## RAW DATA
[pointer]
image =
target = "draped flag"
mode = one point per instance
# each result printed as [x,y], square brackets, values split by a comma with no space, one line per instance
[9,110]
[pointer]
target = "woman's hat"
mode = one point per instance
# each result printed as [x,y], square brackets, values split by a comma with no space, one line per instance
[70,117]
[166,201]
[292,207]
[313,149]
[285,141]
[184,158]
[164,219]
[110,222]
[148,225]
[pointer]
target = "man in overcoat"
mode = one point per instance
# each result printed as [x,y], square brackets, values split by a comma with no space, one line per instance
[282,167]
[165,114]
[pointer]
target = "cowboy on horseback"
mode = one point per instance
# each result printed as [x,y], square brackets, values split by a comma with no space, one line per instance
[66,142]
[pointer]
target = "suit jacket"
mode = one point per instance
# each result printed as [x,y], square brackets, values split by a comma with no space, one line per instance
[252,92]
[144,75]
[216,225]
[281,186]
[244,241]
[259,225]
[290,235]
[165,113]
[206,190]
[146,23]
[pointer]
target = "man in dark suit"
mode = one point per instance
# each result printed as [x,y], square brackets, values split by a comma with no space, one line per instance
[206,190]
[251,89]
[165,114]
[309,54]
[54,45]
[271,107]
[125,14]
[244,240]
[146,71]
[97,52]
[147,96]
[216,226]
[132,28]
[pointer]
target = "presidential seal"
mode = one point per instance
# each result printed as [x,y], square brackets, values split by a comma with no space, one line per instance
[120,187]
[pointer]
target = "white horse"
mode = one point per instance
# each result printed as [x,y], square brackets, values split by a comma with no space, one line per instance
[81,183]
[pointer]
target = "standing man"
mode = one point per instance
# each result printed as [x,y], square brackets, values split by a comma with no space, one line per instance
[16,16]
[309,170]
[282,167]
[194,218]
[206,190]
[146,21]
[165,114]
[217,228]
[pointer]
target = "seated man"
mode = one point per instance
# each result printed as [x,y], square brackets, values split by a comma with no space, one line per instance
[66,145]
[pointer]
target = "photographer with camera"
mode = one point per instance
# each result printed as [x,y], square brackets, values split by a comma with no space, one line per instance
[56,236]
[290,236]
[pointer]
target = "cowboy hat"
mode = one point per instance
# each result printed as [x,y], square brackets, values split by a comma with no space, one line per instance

## TASK INSTRUCTIONS
Retype every entry above, word for word.

## EXPECTED OUTPUT
[pointer]
image =
target = "draped flag"
mode = one point per instance
# each result printed as [x,y], square brackets, values split by a comma with no space, one line per instance
[9,110]
[pointer]
target = "woman's hat"
mode = one point per instance
# each result printed as [x,y], square brackets, values split by a comma with no space, one line per instance
[70,117]
[166,201]
[292,207]
[313,149]
[285,141]
[184,158]
[164,219]
[110,222]
[148,225]
[pointer]
target = "man in overcoat"
mode = one point per instance
# each result printed as [x,y], square brackets, values split by a comma with no space, one line per instance
[282,167]
[165,114]
[pointer]
target = "cowboy on horseback"
mode = one point per instance
# each result printed as [x,y], square brackets, values split by a comma with no space, one line per instance
[66,142]
[pointer]
target = "suit jacket"
mode = one point per instance
# each result printed as [x,y], square brackets, values split by a comma with no space, one line per instance
[252,92]
[144,75]
[216,225]
[281,186]
[244,241]
[259,225]
[290,235]
[165,113]
[206,190]
[146,23]
[pointer]
target = "man in dark suit"
mode = one point per instance
# each result printed as [x,y], square brackets, values split by a comma with no space, one line per instance
[206,190]
[251,89]
[165,114]
[309,54]
[54,45]
[271,107]
[125,14]
[244,240]
[146,71]
[97,52]
[147,96]
[216,226]
[132,28]
[pointer]
target = "presidential seal"
mode = one point per instance
# each result printed as [x,y], square brackets, values split by a comma with no space, one line per instance
[120,187]
[pointer]
target = "white horse"
mode = one point per instance
# each result printed as [x,y], square brackets, values split by a comma with no space, one line per instance
[81,183]
[pointer]
target = "standing man"
mode = one point per instance
# each result printed as [x,y], square brackets, values split by a comma with no space, one line per instance
[16,16]
[309,170]
[282,167]
[194,218]
[206,190]
[146,21]
[165,114]
[217,228]
[pointer]
target = "seated man"
mode = one point per instance
# each result printed as [x,y], square brackets, values split by a comma with no space, one line per instance
[66,145]
[pointer]
target = "photographer with camera"
mode = one point per instance
# each result printed as [x,y], square brackets, values split by a comma with no space, one line per instance
[56,236]
[290,236]
[pointer]
target = "cowboy hat"
mode = one point per instance
# each result printed as [x,y], square brackets, values split by a comma with no space, one line per instance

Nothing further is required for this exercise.